+++ PASSAGE SHOWN
University of Southern Indiana

The Dog Ate My Homework

Faculty have heard it all. Everything from pornography and drugs to questionable deaths in the family have been proffered as excuses for not delivering an assignment on time or attending class. We asked current and retired faculty to mine their memories for the richest excuses; here are three of our favorites.

Additionally, Dr. Joseph Palladino, Professor Emeritus in Psychology (1981- 2011), polled his USI peers in 2002 and published a piece on the subject in Eye on Psi Chi, the International Honor Society in Psychology's magazine, the most precious appear here.

"In one of my 400-level biology courses, students had to write multiple essays on various topics during the semester. Since the goal was to make an argument, and mechanical issues (bad grammar, poor punctuation, misspelled words, etc.) affect clarity, the grade was always based on the strength of the argument (evidence and logic) and then reduced for excessive mechanical issues. One frustrated student whose most recent essay score was reduced by a full letter grade due to mechanical issues told me that doing so was unfair. When I asked why, he said because I didn’t have the standing—after all, I was not an English prof."
++++++
+++ DATA
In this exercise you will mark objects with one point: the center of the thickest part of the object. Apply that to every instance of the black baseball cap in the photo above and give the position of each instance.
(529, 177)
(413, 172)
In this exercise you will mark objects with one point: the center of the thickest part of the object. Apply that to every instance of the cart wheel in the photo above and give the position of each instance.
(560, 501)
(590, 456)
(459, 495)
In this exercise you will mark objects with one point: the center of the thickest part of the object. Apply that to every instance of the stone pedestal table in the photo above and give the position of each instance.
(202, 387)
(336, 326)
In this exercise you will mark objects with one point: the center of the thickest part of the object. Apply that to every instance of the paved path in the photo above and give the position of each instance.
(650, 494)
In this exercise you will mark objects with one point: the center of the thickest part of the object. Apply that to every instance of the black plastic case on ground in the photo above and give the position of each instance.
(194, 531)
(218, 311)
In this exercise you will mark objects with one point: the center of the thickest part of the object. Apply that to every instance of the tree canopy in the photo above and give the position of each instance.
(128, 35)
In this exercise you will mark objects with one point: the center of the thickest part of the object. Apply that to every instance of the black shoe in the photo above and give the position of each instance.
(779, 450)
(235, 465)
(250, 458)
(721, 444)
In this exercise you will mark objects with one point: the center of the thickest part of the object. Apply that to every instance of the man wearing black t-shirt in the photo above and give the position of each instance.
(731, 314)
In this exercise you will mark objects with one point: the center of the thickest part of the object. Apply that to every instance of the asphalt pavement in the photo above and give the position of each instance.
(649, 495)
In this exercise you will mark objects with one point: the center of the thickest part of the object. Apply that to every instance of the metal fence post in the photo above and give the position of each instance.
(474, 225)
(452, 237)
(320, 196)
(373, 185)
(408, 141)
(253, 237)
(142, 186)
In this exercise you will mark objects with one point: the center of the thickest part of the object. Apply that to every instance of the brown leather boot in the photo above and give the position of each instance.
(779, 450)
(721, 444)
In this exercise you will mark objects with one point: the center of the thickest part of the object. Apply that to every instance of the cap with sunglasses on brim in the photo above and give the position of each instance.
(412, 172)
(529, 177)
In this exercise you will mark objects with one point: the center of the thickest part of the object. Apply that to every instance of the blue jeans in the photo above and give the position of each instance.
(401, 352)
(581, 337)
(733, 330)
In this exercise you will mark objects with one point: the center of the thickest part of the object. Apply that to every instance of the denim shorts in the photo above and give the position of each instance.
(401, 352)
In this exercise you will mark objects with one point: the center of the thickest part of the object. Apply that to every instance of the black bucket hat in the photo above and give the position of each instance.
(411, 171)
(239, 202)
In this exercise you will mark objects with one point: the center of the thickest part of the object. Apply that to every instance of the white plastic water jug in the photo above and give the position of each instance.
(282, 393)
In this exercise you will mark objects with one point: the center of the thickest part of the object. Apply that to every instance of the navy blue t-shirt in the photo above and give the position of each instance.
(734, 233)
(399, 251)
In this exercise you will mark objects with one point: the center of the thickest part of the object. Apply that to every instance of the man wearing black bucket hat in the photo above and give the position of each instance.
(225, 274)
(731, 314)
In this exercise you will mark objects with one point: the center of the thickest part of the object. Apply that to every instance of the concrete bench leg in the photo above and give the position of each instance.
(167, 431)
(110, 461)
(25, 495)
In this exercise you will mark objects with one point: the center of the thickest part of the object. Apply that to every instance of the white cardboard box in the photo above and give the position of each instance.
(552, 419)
++++++
PROMPT 1:
Quote the passage on student excuses from "Faculty have heard" up to and including "of our favorites.".
PROMPT 2:
Write the next part of the passage on student excuses, starting after its final sentence.

WRITTEN ANSWER 1:
Faculty have heard it all. Everything from pornography and drugs to questionable deaths in the family have been proffered as excuses for not delivering an assignment on time or attending class. We asked current and retired faculty to mine their memories for the richest excuses; here are three of our favorites.

WRITTEN ANSWER 2:
Dr. James Bandoli

Professor Emeritus of Biology


"In an upper-level class, students had a large, semester-long project due as their final assessment. One student failed to turn the project in, stating all files on his computer had become corrupt after his roommate used his laptop to watch a very niche and specific type of pornography. It’s a bit too graphic to share, but did provide for an interesting excuse, real or not."

Dr. Amie McKibban

Associate Professor and Chair of Psychology


"I remember excuses ran in fads. One year it was grandmothers dying and funerals to go to—possibly legitimate—but one student had a lot of grandmothers who died in just one semester. Another year the fad was car accidents and broken-down cars. By the end of that semester, however, I concluded that if there had been that many accidents on the highways to USI, they would be littered with disabled vehicles and assorted car parts and tires."